Report each line of the data that has "light" somewhere in it.

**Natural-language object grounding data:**
··········

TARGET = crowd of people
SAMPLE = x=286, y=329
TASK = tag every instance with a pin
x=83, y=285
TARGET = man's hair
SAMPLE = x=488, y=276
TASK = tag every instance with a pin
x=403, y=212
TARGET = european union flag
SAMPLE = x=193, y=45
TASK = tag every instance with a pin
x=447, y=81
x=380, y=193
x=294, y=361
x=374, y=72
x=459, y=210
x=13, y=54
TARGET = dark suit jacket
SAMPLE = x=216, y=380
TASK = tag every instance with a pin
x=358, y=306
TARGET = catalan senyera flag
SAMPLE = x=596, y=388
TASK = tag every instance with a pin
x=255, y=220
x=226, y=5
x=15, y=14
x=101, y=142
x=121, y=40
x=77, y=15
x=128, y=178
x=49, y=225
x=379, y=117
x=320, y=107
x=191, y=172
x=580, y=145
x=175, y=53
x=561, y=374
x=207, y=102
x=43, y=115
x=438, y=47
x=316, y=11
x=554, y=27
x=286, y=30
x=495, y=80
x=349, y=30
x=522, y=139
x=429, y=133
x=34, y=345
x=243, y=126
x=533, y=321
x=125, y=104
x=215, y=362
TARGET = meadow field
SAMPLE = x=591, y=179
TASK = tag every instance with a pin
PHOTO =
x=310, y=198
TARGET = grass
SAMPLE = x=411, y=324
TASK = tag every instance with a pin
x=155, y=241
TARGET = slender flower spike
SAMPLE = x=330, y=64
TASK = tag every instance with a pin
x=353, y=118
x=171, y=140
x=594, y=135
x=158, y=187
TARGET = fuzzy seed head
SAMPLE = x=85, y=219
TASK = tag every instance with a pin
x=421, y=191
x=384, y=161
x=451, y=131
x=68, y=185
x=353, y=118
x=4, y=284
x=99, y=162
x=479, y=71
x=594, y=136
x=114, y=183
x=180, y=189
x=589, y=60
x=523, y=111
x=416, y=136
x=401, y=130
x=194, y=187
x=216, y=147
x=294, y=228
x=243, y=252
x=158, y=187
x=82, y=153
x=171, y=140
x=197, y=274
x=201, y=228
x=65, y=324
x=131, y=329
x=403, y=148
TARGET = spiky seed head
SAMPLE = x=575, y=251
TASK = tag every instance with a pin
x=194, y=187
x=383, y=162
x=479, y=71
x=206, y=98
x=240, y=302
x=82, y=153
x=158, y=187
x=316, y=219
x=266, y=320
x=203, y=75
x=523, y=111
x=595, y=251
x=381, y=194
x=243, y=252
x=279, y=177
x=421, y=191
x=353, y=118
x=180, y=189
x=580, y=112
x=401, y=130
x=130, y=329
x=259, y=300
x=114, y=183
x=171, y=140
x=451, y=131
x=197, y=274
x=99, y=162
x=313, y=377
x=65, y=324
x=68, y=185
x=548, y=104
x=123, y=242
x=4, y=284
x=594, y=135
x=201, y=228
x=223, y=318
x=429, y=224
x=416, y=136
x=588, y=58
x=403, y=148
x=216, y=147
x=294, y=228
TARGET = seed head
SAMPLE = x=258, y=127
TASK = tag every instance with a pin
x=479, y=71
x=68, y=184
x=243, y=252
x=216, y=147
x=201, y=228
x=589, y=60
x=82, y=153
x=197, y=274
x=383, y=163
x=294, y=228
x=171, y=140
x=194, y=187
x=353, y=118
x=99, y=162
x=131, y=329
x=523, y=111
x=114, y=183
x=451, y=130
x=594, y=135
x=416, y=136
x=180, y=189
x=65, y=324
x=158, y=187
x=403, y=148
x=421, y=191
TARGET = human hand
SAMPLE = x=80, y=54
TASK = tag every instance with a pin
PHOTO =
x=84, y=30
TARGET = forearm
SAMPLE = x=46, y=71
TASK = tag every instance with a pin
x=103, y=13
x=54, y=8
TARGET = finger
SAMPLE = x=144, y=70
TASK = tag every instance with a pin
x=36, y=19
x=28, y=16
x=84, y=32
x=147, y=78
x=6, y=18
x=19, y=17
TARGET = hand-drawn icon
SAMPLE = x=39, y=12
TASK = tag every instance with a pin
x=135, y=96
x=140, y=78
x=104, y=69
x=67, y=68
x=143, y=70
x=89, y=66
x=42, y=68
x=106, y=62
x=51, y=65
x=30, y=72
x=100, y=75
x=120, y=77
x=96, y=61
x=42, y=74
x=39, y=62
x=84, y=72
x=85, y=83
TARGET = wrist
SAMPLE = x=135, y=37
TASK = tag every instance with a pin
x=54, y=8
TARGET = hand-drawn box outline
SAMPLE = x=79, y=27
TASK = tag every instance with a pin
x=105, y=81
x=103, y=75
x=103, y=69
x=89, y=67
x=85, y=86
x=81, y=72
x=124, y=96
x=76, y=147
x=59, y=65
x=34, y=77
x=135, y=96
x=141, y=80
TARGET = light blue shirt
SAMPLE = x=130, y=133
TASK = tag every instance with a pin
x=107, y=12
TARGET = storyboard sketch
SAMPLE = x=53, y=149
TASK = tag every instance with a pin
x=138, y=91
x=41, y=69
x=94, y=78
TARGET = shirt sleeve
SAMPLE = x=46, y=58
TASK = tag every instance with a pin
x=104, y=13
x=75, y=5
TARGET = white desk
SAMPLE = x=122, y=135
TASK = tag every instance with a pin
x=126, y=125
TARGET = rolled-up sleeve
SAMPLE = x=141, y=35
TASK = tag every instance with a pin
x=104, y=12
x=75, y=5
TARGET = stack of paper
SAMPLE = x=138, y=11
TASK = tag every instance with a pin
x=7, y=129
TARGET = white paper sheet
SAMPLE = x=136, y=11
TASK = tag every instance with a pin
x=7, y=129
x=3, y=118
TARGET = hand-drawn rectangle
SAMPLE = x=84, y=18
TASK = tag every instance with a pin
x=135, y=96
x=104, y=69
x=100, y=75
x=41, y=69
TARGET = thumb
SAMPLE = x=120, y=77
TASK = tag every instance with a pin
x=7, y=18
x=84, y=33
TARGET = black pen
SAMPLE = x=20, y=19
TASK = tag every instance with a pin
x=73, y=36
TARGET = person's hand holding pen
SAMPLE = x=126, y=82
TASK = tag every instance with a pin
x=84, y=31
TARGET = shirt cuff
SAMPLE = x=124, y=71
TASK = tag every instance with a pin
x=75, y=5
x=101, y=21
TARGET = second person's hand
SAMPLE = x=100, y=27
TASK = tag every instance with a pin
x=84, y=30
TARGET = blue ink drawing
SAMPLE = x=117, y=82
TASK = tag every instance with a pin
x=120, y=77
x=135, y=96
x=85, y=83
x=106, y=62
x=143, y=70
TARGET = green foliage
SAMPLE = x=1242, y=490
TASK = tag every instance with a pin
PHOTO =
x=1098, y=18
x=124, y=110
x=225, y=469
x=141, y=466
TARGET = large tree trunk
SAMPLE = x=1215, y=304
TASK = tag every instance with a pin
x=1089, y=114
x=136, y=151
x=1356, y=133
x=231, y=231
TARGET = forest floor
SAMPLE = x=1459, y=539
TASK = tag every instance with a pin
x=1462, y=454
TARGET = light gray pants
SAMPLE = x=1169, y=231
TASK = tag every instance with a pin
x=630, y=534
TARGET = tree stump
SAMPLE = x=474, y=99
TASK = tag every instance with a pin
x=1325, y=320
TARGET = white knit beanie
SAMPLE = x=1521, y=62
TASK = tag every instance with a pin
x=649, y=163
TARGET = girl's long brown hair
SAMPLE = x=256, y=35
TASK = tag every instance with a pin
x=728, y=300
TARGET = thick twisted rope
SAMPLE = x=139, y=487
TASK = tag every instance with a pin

··········

**RESPONSE FOR THIS EXERCISE:**
TARGET = light blue shirt
TARGET = light gray pants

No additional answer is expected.